» Page
PV Sindhu’s laughter filled the pause between sentences; she was ecstatic and making no effort to hide it. The bogey of losing finals, of being the ‘silver’ girl, had been dealt with in 37 minutes. That is the time Sindhu, 24, took to become the first Indian badminton world champion after two failed attempts, in 2017 and 2018, had seen her finish second best.

After Basel, no one will ask Sindhu why she loses finals anymore. It was tiring answering different versions of the same poser anyway.

Sindhu had lost an epic final against Japan’s Nozomi Okuhara in 2017. But on Sunday, the Japanese was like a candle in the wind and Sindhu became only the fourth player in history to win gold (2019), silver (2017 and 2018) and bronze (2013 and 2014) in women’s singles at the World Championships.

ALSO READ: Couldn’t hold back tears when I saw Indian flag, heard national anthem: PV Sindhu

Preceding her are China’s Li Lingwei, Gong Ruina and Zhang Ning.

 Also Watch | PV Sindhu receives grand welcome at Delhi airport; vows to win more medals

Following the 21-7, 21-7 victory on Sunday, Sindhu spoke about the previous losses in the final, the role of her coaches in lifting her game, her demolition drive in the semi-final and final and more.

Excerpts:

How does it feel to reach the pinnacle of your sport?

I do not have words to express (my feelings). It is definitely a great moment for me as well as for the country. I am feeling really happy and when the flag was flying high and the national anthem being played, it was a very proud moment. I got goosebumps.

For how long have you been nurturing this dream of being a world champion?

Since I started playing. It was the motivation to work hard. I got bronze medals in 2013 and 2014, that was okay but the last two times (2017 and 2018) when I missed it (the gold); I went through a lot of emotion. So, I definitely wanted this. I was, like ‘okay, I think it is time for me’. It is a much awaited victory.

 

You were in demolition mode in the semi-final and final.

I don’t know how... but I was prepared and focused. Of course, I was preparing for every match but this final was very important for me.

This was probably the shortest final ever in terms of the number of points played.

In terms of the scores, yeah, but there were long rallies. I didn’t think it would be easy. I was prepared for everything. It happens every time against Japanese players, a long match with long rallies. But this time, I made sure I dominated the long rallies. Even though I was leading and gave away a few points, I immediately recovered, got a huge lead and then closed it (game) off. From the beginning, I was dominating but I had to be alert in defence and attack. There was no particular strategy, every point mattered to me.

» Dataset rows

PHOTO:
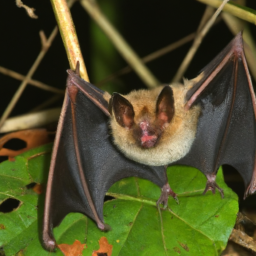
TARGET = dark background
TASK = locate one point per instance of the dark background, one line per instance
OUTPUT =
(147, 25)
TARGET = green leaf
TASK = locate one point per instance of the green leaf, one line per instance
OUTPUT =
(199, 225)
(19, 227)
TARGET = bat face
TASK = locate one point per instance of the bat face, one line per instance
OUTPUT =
(151, 126)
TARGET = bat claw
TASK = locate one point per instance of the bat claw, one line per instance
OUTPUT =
(103, 227)
(212, 185)
(166, 192)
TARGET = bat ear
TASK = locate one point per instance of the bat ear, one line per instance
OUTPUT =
(165, 105)
(122, 109)
(77, 71)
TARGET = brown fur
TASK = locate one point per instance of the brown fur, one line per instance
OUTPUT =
(177, 136)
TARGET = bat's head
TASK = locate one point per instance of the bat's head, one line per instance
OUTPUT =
(147, 121)
(151, 126)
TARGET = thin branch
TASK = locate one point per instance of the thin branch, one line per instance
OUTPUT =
(150, 57)
(196, 44)
(32, 120)
(69, 37)
(35, 83)
(239, 11)
(125, 50)
(29, 10)
(236, 25)
(46, 103)
(28, 77)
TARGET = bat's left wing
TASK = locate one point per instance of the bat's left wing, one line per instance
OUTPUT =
(85, 163)
(226, 132)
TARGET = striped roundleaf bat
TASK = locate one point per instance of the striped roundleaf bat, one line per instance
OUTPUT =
(207, 122)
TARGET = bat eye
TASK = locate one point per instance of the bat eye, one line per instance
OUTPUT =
(165, 105)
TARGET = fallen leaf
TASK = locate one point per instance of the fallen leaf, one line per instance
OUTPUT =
(105, 247)
(74, 249)
(33, 138)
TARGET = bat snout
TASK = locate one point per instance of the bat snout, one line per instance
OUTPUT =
(148, 141)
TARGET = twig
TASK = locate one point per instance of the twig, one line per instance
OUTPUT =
(28, 77)
(69, 37)
(148, 58)
(46, 103)
(33, 120)
(234, 9)
(35, 83)
(196, 44)
(29, 10)
(236, 25)
(125, 50)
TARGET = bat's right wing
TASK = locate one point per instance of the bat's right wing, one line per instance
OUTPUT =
(85, 163)
(226, 132)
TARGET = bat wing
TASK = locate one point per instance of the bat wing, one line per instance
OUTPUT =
(226, 132)
(85, 163)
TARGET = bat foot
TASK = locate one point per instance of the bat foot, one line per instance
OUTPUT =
(166, 192)
(49, 242)
(103, 227)
(212, 185)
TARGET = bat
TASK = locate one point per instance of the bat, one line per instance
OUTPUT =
(85, 162)
(207, 122)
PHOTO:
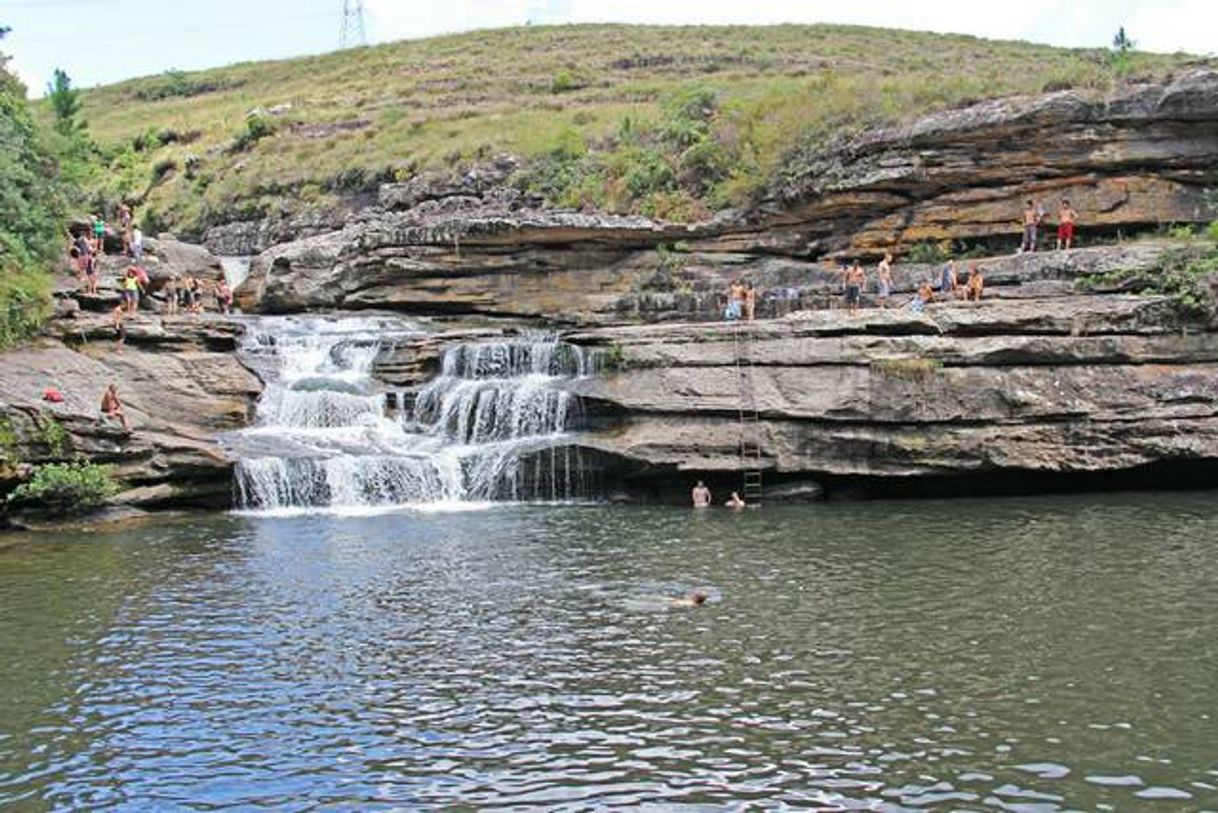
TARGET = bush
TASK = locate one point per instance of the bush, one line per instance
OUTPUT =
(72, 488)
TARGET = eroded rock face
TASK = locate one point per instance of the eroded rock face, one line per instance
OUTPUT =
(180, 385)
(471, 244)
(1074, 385)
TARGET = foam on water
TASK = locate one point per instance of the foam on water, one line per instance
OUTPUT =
(491, 427)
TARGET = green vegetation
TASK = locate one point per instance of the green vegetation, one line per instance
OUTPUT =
(72, 488)
(1121, 49)
(1185, 274)
(31, 207)
(65, 102)
(668, 121)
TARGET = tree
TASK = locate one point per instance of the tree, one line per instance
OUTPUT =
(66, 102)
(1121, 48)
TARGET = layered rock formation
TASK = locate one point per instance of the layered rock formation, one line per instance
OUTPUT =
(180, 384)
(1051, 373)
(1138, 157)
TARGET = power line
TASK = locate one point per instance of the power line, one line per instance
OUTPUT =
(352, 32)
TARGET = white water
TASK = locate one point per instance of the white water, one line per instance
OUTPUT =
(492, 426)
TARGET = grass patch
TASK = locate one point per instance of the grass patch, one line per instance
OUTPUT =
(68, 488)
(675, 121)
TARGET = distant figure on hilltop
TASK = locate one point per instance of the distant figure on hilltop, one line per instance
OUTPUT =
(1066, 217)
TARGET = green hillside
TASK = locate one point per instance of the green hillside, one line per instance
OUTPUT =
(672, 122)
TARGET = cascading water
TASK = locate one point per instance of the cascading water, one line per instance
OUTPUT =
(491, 427)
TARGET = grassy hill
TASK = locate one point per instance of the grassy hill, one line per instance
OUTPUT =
(669, 121)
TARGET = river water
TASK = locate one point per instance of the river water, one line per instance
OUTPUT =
(1020, 655)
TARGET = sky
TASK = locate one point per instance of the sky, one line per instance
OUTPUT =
(99, 42)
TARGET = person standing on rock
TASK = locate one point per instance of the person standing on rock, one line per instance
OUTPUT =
(855, 279)
(137, 244)
(132, 290)
(117, 317)
(735, 301)
(111, 407)
(884, 280)
(1066, 217)
(99, 234)
(976, 283)
(1031, 223)
(949, 280)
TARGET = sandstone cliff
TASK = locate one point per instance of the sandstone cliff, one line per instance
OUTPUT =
(180, 384)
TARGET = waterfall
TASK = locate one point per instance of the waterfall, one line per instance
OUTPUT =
(492, 426)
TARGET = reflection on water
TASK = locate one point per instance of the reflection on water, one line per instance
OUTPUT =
(1022, 655)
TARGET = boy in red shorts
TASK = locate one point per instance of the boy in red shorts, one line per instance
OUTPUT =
(1066, 217)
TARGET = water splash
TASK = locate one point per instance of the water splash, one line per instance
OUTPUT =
(492, 426)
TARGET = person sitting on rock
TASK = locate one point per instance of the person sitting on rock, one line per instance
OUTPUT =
(1066, 217)
(925, 296)
(111, 407)
(976, 284)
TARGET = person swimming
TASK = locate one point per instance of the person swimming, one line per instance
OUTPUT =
(693, 599)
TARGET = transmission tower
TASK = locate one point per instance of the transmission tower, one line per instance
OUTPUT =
(352, 33)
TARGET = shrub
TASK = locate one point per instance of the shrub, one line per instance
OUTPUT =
(928, 252)
(72, 488)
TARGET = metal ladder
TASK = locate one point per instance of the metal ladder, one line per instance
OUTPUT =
(749, 418)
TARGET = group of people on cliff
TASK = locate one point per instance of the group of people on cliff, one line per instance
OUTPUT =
(742, 295)
(186, 294)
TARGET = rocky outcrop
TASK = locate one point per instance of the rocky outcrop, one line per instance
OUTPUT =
(1141, 155)
(1080, 384)
(179, 382)
(1137, 157)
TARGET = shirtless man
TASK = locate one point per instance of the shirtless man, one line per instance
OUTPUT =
(976, 283)
(735, 300)
(1066, 217)
(884, 280)
(855, 278)
(1031, 221)
(117, 317)
(923, 298)
(111, 407)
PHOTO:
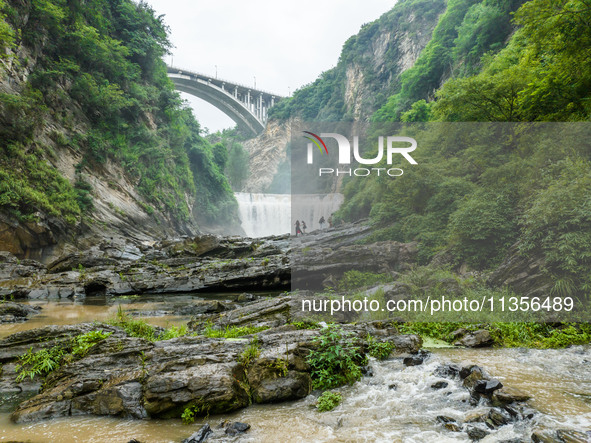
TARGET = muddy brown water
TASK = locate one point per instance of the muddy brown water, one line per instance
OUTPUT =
(372, 410)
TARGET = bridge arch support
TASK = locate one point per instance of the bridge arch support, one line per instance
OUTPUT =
(246, 106)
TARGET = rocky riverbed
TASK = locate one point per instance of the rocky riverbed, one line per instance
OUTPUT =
(133, 378)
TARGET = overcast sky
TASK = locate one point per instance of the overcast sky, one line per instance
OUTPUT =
(284, 44)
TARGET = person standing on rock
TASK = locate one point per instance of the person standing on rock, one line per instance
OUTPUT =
(298, 229)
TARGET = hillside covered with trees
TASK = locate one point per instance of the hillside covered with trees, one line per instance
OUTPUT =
(486, 61)
(85, 102)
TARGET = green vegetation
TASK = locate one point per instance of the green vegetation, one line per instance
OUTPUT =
(233, 159)
(46, 360)
(377, 349)
(99, 78)
(83, 343)
(337, 358)
(511, 334)
(41, 362)
(231, 331)
(251, 352)
(190, 412)
(135, 327)
(485, 61)
(328, 401)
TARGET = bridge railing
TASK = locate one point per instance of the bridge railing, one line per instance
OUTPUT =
(176, 70)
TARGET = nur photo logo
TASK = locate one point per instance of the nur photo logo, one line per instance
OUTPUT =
(388, 147)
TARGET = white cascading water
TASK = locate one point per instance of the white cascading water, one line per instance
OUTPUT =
(272, 214)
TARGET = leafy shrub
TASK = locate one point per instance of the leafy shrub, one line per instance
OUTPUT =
(190, 412)
(379, 350)
(337, 358)
(328, 401)
(141, 329)
(82, 343)
(41, 362)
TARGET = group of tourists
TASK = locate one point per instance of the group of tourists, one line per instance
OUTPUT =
(301, 225)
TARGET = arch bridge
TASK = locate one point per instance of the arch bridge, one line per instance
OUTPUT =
(247, 106)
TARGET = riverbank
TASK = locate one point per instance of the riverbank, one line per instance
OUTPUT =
(162, 345)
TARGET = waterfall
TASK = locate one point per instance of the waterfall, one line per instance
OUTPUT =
(274, 214)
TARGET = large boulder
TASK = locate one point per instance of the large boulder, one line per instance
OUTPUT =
(132, 377)
(11, 312)
(475, 339)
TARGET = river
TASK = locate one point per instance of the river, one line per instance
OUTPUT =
(396, 404)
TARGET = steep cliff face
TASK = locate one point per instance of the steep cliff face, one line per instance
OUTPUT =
(94, 142)
(267, 152)
(368, 71)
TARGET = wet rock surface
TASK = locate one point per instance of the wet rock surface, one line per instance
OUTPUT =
(205, 263)
(11, 312)
(135, 378)
(473, 339)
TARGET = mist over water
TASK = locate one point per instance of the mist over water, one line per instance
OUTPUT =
(275, 214)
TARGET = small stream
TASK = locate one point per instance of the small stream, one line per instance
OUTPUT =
(151, 308)
(396, 404)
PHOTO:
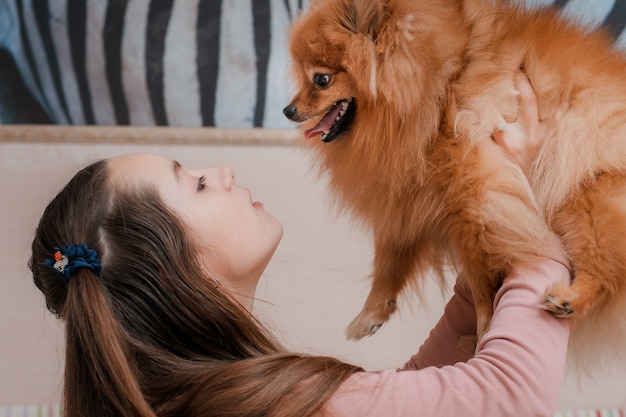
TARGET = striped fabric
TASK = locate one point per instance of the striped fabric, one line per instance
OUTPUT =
(54, 411)
(179, 63)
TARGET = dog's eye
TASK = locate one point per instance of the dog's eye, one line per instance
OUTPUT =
(321, 80)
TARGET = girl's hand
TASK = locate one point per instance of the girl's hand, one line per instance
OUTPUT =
(521, 139)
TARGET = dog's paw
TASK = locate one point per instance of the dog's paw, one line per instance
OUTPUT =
(367, 322)
(558, 301)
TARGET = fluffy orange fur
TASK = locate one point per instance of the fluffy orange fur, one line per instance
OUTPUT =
(430, 79)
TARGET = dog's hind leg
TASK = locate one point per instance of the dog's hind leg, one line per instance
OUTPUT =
(593, 227)
(393, 267)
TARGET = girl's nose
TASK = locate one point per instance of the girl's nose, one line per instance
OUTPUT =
(227, 177)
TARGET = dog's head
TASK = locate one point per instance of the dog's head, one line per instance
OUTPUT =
(374, 62)
(333, 54)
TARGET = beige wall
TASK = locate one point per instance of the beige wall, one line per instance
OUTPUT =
(311, 290)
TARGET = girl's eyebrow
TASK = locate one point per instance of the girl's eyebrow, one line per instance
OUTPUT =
(177, 167)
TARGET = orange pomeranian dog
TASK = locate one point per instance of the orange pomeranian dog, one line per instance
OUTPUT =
(399, 98)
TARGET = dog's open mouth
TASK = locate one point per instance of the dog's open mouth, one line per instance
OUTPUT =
(335, 122)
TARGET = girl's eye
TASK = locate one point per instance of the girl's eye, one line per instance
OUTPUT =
(201, 183)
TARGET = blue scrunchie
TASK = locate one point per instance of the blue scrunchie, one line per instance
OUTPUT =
(70, 258)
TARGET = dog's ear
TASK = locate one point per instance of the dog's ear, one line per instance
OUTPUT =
(364, 17)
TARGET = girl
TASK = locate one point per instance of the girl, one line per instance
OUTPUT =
(153, 268)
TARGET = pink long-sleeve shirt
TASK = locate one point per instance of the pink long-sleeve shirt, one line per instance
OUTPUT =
(517, 371)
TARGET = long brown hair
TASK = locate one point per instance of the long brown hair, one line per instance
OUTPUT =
(153, 335)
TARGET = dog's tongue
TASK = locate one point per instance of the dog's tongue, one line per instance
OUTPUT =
(324, 124)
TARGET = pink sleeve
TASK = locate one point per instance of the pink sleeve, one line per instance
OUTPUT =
(442, 345)
(517, 371)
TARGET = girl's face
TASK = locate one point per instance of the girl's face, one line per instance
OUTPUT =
(236, 236)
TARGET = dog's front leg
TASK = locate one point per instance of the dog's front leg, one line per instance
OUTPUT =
(393, 267)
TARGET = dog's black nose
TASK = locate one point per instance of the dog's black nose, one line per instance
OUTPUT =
(290, 111)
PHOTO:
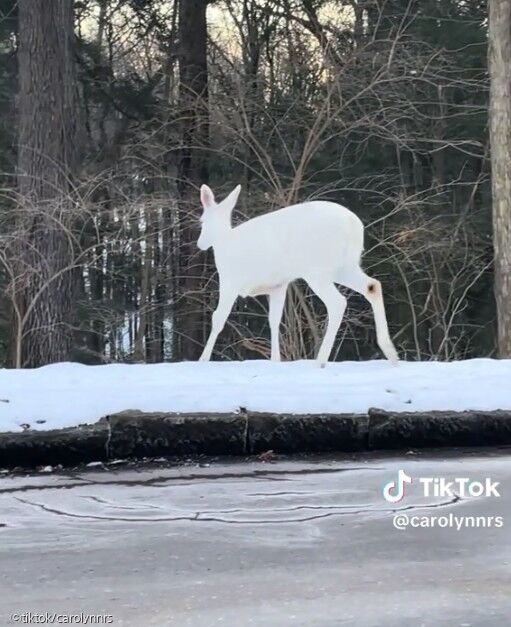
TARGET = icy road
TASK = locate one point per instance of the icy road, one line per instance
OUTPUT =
(307, 543)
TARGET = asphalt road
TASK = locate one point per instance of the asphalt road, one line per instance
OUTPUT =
(308, 543)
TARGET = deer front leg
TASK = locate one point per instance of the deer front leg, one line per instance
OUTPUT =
(218, 320)
(277, 299)
(335, 304)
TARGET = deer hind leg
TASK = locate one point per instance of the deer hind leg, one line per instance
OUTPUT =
(277, 298)
(218, 320)
(371, 289)
(335, 304)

» Short problem 1
From the records, present as a numbered list the lines beginning at the line containing "TARGET = grassy hill" and ending with the line containing "(1020, 655)", leaving out any blank lines.
» Short problem 2
Carry the interview with PV Sindhu forward from its last sentence.

» Right answer 1
1. TARGET = grassy hill
2. TASK = locate one point per instance of the grassy hill, one line per instance
3. OUTPUT =
4. (669, 121)
5. TARGET = river water
6. TASK = locate one point per instance of the river water, one line per instance
7. OUTPUT =
8. (1020, 655)

» Right answer 2
You clicked a selfie with Okuhara after the match. What did she tell you?

She congratulated me and said that I played really well.

Did the come-from-behind quarter-final victory against Tai Tzu Ying charge you up for the next two rounds?

That match gave me a lot of confidence. To come back and win the second and third games, it was very close. When I was playing that match, even though I was trailing, I had hope. Each point was very important for me and I did it.

You were totally in charge in the semis and the final. What were coaches Kim Ji-hyun and Pullela Gopichand telling you in between points?

With every player there is a different strategy. I was leading and going well but a few times you make unforced errors. So, each point was different and they were telling me to correct whatever had gone wrong. They were saying things like “you could have played that or you could have played this way”. That’s it.

Okuhara barely earned a point in the match. Most of the points she scored were because of your errors...

Yeah. I did not think it was the final, I went in thinking it was just another match, the quarters or semi-finals or something. So, I was telling myself: “Okay, Sindhu, this is like any other match and you just need to give your full effort, your 100 per cent” and that’s how I played and won it.

You were approaching the net very early between points. Did you plan it?

I hadn’t planned it. That is my strength, attacking is my strength and I used it in the right way in the final.

What has been Kim’s role in your growth ever since she joined the national setup earlier this year?

It has been a couple of months that she has joined and it has been really helpful for me. She had something in her mind and Gopi Sir had a few things in his, put together they helped me a lot. I have also done a couple of sessions on how to get the best out of my skills. Kim’s views definitely helped in bringing about a lot of improvement in my game.

Such as?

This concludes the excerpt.